▸ **Exercise description**:
Repeat every line of the material below word for word.

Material
□ □ □ □ □
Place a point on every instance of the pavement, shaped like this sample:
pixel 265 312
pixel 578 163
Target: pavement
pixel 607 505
□ □ □ □ □
▸ **Finished exercise**:
Place a point on every instance of the pavement, shaped like this sample:
pixel 265 312
pixel 578 163
Target: pavement
pixel 607 505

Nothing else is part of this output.